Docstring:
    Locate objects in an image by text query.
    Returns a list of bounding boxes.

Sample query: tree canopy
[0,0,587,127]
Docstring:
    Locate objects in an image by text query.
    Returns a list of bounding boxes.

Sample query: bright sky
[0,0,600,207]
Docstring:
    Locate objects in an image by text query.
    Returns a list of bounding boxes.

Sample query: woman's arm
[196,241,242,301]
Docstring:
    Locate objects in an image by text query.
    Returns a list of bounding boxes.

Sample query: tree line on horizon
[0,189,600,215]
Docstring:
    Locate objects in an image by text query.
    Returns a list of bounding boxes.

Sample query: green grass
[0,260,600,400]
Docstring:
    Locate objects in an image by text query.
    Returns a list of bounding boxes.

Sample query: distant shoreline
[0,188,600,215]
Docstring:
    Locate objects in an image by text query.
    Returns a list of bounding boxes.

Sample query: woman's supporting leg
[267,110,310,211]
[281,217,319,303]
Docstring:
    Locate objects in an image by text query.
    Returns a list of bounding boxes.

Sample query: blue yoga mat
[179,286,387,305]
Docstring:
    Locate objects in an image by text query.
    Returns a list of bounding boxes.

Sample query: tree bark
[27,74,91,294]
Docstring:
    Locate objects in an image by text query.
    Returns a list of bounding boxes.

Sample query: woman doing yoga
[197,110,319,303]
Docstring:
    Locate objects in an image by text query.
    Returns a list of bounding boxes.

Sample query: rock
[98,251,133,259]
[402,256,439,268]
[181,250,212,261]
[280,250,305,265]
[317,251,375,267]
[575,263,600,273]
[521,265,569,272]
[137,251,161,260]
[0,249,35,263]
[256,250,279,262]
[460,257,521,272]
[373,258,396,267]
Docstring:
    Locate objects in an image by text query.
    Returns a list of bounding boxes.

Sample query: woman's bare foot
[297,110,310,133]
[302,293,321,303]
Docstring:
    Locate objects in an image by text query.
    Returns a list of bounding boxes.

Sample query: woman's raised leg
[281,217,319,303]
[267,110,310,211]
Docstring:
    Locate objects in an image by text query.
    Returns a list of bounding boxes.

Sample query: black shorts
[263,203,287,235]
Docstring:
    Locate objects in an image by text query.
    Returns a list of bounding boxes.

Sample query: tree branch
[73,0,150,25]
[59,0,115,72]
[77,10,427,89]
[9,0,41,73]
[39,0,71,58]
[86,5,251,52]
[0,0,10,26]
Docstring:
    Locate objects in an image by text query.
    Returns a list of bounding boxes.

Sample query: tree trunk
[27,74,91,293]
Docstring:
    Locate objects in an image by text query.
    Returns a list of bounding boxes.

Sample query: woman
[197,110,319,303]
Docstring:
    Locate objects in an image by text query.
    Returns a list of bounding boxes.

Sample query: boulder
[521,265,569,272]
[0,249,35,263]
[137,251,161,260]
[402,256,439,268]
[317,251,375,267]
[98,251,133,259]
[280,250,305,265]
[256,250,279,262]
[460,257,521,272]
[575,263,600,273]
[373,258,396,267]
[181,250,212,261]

= = = = = = =

What this task involves: Write out the whole listing again. Match it word for word.

Task solution:
Docstring:
    Locate objects in an image by text query.
    Returns a list of bounding boxes.

Sample query: tree canopy
[0,0,587,127]
Docstring:
    Locate objects in an image by text query.
    Returns a list of bounding boxes.

Sample query: bright sky
[0,0,600,207]
Docstring:
    Locate objects in an image by text query.
    Returns a list of bounding boxes.

Sample query: woman's arm
[196,241,242,301]
Docstring:
    Locate objects in an image by text query.
    Returns a list of bounding boxes.

Sample query: tree line on horizon
[0,189,600,215]
Docstring:
    Locate objects in an image by text query.
    Returns a list of bounding boxes.

Sample query: green grass
[0,260,600,400]
Docstring:
    Locate objects in an image by text query.
    Returns a list of bounding boxes.

Sample query: distant shoreline
[0,188,600,215]
Docstring:
    Locate objects in an image by text query.
    Returns a list of bounding boxes.

Sample query: woman's supporting leg
[267,110,310,211]
[281,217,319,303]
Docstring:
    Locate objects in an image by text query.
    Returns a list of bounding boxes.

Sample query: blue yoga mat
[179,286,387,305]
Docstring:
    Locate objects in an image by text query.
    Returns a list of bounding boxes.

Sample query: tree bark
[27,74,91,294]
Docstring:
    Locate objects in an image by text query.
    Returns a list of bounding boxes.

Sample query: woman doing yoga
[197,110,319,303]
Docstring:
    Locate objects in an image by text query.
    Returns a list of bounding boxes.

Sample query: rock
[98,251,133,259]
[402,256,439,268]
[181,250,212,261]
[280,250,305,265]
[317,251,375,267]
[575,263,600,273]
[521,265,569,272]
[137,251,161,260]
[0,249,35,263]
[256,250,279,262]
[460,257,521,272]
[373,258,396,267]
Docstring:
    Locate objects in an image by text query.
    Returns a list of bounding boxes.

Sample query: woman's bare foot
[297,110,310,133]
[302,293,321,303]
Docstring:
    Locate objects in an image by text query.
    Returns a list of bounding boxes.

Sample query: woman's raised leg
[281,217,319,303]
[267,110,310,211]
Docstring:
    Locate objects in an image by text query.
    Returns a list of bounding boxes.

Sample query: black shorts
[263,203,287,235]
Docstring:
    Locate objects in an image by text query.
    Returns a list of bounding boxes.

Sample query: tree branch
[73,0,150,25]
[59,0,115,72]
[77,10,427,89]
[9,0,41,73]
[39,0,71,58]
[86,5,251,52]
[0,0,10,26]
Docstring:
    Locate objects in an image by text query.
    Returns a list of bounding boxes.

Sample query: tree trunk
[27,74,91,293]
Docstring:
    Locate objects in an image by text query.
    Returns a list of bounding boxes.

Sample query: woman
[197,110,319,303]
Docstring:
    Locate objects in an image by text query.
    Returns a list of bounding boxes.

Sample query: boulder
[521,265,569,272]
[0,249,35,263]
[137,251,161,260]
[402,256,439,268]
[317,251,375,267]
[98,251,133,259]
[280,250,305,265]
[256,250,279,262]
[460,257,521,272]
[575,263,600,273]
[373,258,396,267]
[181,250,212,261]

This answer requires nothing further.